> _What you have to do_: Could you restate word for word every line of the records below, from the first one to the one holding "# test: for every instance of the fence, mark"?

Data items
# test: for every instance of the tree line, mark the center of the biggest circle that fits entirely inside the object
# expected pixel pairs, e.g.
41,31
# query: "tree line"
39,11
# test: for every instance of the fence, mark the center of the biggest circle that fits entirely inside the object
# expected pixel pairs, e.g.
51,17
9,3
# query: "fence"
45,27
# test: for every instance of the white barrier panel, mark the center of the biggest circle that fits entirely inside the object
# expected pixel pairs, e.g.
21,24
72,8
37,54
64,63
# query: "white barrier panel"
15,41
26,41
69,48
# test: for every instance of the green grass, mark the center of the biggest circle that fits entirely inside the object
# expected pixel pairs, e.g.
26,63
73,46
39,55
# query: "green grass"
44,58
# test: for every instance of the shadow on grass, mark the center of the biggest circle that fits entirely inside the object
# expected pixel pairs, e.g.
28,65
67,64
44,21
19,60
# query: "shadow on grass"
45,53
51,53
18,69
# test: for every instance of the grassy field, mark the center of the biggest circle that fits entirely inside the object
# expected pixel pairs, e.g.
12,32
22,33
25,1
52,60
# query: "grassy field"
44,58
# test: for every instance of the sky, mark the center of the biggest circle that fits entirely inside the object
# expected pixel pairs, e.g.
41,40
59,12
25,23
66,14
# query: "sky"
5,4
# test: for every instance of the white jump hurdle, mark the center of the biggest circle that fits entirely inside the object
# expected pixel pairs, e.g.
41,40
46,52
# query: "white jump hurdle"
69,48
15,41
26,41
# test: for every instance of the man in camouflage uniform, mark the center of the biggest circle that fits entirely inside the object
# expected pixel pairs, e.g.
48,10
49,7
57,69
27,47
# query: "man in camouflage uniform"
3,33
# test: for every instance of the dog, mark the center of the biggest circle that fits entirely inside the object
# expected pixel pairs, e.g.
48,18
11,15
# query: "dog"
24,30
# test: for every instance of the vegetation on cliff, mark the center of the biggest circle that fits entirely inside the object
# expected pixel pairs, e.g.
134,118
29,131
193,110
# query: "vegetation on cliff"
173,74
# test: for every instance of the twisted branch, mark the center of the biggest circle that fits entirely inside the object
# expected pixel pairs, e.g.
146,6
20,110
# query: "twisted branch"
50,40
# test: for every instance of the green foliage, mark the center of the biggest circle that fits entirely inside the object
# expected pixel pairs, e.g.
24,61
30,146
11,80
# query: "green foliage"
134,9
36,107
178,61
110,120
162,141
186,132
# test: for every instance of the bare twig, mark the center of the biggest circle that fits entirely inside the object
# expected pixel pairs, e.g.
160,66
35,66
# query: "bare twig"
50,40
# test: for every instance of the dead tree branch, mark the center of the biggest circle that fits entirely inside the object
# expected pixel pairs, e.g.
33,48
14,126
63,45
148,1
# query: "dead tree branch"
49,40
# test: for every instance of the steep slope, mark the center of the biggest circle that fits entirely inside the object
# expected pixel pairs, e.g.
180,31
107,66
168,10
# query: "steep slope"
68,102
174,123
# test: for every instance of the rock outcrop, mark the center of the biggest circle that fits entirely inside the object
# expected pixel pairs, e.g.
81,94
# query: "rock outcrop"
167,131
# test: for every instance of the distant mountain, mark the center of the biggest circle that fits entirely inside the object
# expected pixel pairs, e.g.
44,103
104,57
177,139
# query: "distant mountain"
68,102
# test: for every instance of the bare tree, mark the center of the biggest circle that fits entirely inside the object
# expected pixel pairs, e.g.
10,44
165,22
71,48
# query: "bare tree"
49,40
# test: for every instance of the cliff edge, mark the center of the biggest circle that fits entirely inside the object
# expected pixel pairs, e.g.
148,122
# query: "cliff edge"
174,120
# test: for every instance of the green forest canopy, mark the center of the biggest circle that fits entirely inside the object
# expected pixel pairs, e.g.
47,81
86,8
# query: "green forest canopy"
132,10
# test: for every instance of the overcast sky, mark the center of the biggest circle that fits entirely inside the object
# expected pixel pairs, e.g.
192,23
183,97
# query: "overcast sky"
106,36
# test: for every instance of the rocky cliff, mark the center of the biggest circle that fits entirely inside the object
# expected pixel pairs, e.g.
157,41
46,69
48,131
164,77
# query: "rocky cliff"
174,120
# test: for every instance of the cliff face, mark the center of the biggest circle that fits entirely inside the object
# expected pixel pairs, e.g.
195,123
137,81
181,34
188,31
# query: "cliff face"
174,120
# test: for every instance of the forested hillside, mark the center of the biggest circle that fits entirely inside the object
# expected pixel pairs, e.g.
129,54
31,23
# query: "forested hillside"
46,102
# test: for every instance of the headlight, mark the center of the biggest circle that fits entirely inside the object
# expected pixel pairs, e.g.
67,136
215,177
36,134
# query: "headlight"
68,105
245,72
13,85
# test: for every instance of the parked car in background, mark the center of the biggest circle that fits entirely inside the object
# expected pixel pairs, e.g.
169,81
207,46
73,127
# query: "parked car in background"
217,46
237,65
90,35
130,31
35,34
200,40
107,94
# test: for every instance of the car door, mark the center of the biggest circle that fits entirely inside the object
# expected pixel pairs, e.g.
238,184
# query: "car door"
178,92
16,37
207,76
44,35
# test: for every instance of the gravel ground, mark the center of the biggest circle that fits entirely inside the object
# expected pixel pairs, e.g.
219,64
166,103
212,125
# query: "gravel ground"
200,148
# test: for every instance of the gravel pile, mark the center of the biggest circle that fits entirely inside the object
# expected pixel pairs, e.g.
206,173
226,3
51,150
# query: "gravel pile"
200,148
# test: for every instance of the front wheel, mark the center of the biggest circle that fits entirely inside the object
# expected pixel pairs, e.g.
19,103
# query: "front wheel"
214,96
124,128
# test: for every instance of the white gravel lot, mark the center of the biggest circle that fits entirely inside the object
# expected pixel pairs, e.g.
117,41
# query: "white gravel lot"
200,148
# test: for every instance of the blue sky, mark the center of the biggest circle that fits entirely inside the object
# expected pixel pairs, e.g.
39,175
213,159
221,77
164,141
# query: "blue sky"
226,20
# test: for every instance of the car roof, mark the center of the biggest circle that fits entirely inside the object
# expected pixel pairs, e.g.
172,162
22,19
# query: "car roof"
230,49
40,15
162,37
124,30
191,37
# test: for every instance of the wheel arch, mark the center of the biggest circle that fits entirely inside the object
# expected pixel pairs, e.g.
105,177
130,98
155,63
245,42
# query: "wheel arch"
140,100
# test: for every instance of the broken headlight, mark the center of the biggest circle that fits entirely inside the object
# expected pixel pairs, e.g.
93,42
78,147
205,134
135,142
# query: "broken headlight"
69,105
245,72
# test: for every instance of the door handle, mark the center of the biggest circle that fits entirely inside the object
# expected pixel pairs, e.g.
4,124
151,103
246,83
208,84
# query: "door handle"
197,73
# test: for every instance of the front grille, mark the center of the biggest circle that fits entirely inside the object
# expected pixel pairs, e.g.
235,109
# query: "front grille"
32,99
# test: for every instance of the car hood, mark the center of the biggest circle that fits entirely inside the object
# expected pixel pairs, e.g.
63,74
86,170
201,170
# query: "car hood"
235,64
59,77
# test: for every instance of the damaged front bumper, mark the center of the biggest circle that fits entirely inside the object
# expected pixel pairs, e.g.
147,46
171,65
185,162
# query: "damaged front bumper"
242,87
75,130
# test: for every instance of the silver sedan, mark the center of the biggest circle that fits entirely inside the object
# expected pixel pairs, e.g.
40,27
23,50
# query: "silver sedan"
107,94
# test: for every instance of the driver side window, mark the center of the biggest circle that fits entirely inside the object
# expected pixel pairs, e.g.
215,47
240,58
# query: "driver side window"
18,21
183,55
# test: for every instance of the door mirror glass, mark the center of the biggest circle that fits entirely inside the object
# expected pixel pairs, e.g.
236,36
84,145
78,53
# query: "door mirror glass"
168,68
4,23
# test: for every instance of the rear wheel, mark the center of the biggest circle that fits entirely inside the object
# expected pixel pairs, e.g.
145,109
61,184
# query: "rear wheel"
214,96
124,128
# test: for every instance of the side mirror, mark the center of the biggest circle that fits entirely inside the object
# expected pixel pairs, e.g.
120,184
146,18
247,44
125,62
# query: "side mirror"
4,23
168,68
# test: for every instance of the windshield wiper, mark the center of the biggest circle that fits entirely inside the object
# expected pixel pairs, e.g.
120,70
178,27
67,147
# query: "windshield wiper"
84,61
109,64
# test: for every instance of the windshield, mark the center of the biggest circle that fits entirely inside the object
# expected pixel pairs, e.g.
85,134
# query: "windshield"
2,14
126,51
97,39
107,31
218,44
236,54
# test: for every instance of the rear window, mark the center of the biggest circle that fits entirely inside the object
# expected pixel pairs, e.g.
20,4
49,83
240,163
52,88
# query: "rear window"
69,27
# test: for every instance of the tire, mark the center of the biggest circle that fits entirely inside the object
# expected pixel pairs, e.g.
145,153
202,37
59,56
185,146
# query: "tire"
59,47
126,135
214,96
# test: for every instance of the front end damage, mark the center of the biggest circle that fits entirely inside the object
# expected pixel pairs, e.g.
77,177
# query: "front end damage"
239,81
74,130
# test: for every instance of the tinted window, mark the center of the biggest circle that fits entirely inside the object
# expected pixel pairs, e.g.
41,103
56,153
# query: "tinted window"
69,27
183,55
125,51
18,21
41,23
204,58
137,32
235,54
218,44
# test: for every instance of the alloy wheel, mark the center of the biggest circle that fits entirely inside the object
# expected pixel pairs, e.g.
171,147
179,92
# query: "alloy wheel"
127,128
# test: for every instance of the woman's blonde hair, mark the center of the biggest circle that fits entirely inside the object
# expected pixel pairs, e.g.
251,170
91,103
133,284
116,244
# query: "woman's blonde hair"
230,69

> _Reply_:
# test: for every instance of the tree line, mark the center of the biggest circle that fits entirely inside the object
# expected pixel pairs, e.g.
41,31
# query: "tree line"
39,11
# test: for every instance of the fence, mark the center of the biggest circle that fits entirely inside the object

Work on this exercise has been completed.